▸ **Short task**
Produce a verbatim copy of the entries listed below.

>> START Extracted information

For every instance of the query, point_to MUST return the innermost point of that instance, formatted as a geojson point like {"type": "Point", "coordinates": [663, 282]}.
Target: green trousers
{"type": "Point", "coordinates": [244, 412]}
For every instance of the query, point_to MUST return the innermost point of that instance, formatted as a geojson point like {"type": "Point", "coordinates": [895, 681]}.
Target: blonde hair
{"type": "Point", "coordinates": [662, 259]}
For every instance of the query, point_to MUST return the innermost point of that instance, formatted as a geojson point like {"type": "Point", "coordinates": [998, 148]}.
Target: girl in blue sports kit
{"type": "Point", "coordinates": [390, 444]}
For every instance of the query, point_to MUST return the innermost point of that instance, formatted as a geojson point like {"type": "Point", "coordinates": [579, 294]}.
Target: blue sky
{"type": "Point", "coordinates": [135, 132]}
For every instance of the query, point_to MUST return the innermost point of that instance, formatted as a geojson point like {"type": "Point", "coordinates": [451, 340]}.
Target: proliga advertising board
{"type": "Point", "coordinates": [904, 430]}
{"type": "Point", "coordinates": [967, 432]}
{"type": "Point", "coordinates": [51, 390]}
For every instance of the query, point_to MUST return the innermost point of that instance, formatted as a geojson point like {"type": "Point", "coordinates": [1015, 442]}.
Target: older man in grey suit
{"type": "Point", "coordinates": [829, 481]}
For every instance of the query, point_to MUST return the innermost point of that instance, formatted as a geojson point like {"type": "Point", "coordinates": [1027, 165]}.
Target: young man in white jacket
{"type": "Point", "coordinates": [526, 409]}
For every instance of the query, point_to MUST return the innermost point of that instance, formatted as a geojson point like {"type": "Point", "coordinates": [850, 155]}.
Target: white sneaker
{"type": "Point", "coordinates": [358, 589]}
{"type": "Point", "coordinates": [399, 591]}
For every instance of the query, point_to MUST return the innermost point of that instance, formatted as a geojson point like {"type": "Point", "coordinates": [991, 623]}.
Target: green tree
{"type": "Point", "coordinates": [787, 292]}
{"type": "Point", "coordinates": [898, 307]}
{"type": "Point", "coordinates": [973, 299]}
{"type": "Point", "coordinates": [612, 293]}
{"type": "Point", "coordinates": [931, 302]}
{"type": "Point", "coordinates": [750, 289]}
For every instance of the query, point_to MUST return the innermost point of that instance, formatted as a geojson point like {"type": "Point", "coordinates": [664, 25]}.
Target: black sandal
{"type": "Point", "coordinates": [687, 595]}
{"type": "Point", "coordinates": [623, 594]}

>> END Extracted information

▸ **Result of this exercise**
For every instance of the query, point_to MUST return the innermost point of that instance, formatted as a geojson point like {"type": "Point", "coordinates": [663, 282]}.
Target: green trousers
{"type": "Point", "coordinates": [244, 412]}
For every instance of the query, point_to MUST return the innermost point of that instance, formatted as a geojson point like {"type": "Point", "coordinates": [895, 681]}.
Target: blonde hair
{"type": "Point", "coordinates": [662, 259]}
For every instance of the query, point_to MUST return the innermost point of that instance, formatted as a geojson point like {"type": "Point", "coordinates": [998, 148]}.
Target: girl in blue sports kit
{"type": "Point", "coordinates": [390, 444]}
For every instance of the query, point_to MUST return the innermost point of that instance, formatted as a geojson point like {"type": "Point", "coordinates": [579, 294]}.
Target: blue sky
{"type": "Point", "coordinates": [135, 132]}
For every instance of the query, point_to MUST return the innermost point of that instance, formatted as a geojson point like {"type": "Point", "coordinates": [451, 340]}.
Target: proliga advertising board
{"type": "Point", "coordinates": [904, 430]}
{"type": "Point", "coordinates": [967, 432]}
{"type": "Point", "coordinates": [51, 390]}
For every instance of the query, point_to MUST return the innermost point of that instance, formatted as a geojson point like {"type": "Point", "coordinates": [1015, 442]}.
Target: older man in grey suit
{"type": "Point", "coordinates": [829, 481]}
For every instance of the query, point_to MUST return the innermost point of that instance, formatted as a geojson point like {"type": "Point", "coordinates": [1027, 165]}.
Target: young man in white jacket
{"type": "Point", "coordinates": [526, 409]}
For every instance of the query, point_to MUST return the innermost point of that instance, formatted as a geojson point like {"type": "Point", "coordinates": [850, 155]}.
Target: white sneaker
{"type": "Point", "coordinates": [358, 589]}
{"type": "Point", "coordinates": [399, 591]}
For every instance of the query, point_to MUST return the innermost point of that instance, formatted as a geojson point like {"type": "Point", "coordinates": [991, 623]}.
Target: green tree
{"type": "Point", "coordinates": [787, 292]}
{"type": "Point", "coordinates": [898, 307]}
{"type": "Point", "coordinates": [973, 299]}
{"type": "Point", "coordinates": [612, 293]}
{"type": "Point", "coordinates": [931, 302]}
{"type": "Point", "coordinates": [750, 289]}
For every instance of the query, point_to MUST return the innermost point of that instance, formatted as a geojson point like {"type": "Point", "coordinates": [664, 25]}.
Target: black sandal
{"type": "Point", "coordinates": [687, 595]}
{"type": "Point", "coordinates": [623, 594]}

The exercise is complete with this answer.